**WHAT TO DO**
Please report how many lines in the items below contain the word "snow", giving only the number.

**RECORDED DATA**
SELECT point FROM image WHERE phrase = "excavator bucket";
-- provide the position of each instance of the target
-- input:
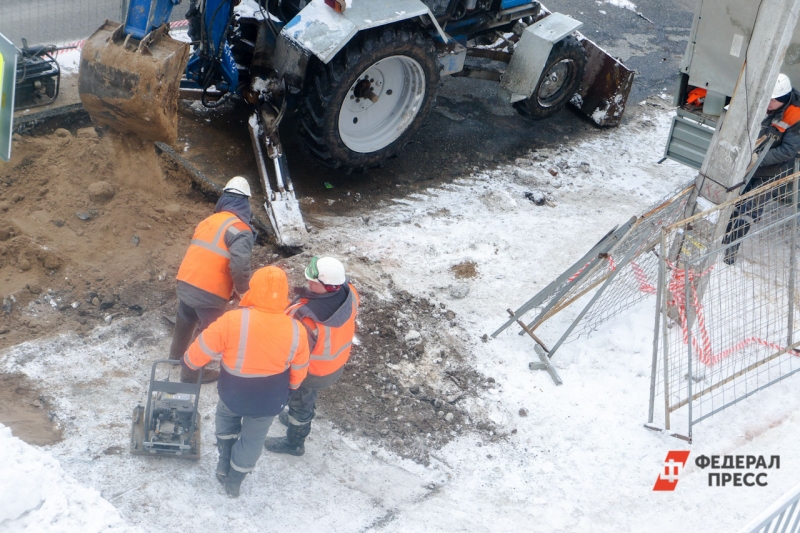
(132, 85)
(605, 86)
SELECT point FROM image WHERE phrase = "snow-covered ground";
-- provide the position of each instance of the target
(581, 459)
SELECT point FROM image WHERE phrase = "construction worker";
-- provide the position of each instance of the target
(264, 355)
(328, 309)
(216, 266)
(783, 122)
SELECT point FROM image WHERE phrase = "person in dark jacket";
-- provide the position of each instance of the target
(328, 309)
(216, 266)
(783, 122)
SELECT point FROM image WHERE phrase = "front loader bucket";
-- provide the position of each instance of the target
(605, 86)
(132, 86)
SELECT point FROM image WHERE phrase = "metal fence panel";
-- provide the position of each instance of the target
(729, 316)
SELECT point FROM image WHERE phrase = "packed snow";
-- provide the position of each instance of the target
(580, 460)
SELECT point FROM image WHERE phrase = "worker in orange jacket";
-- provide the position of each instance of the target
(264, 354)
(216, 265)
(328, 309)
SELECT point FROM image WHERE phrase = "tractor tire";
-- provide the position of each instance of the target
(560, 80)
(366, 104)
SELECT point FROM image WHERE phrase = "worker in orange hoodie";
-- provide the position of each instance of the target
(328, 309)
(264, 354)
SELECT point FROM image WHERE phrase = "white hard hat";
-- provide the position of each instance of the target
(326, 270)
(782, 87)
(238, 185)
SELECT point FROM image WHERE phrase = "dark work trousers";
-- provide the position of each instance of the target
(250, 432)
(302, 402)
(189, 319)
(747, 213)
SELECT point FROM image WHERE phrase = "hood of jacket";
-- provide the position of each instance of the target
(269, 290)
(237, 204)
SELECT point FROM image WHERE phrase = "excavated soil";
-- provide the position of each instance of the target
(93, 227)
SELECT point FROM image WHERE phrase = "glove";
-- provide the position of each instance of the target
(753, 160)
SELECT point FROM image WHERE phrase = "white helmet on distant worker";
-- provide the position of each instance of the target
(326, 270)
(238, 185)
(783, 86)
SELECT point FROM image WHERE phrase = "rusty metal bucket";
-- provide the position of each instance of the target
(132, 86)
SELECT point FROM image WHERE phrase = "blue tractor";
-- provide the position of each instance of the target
==
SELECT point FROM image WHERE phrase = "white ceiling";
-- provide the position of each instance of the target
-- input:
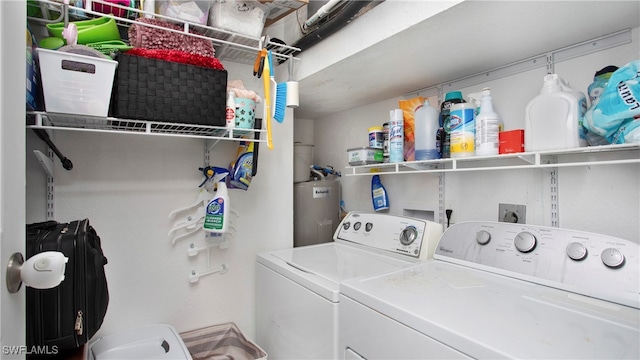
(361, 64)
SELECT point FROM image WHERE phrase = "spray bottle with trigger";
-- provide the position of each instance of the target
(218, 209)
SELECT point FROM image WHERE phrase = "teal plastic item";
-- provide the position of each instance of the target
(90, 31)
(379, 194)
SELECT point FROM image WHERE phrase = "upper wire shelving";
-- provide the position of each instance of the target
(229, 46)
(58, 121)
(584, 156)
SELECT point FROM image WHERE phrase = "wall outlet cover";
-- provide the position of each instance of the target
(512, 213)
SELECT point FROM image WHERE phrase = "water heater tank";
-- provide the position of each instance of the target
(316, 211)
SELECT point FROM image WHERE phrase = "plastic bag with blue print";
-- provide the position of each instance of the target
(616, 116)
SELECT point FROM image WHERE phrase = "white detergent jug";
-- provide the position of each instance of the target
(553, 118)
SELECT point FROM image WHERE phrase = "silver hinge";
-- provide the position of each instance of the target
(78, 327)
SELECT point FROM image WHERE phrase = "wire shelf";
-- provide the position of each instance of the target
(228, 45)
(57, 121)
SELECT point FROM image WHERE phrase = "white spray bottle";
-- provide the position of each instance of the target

**REPLY TO THE EXERCISE**
2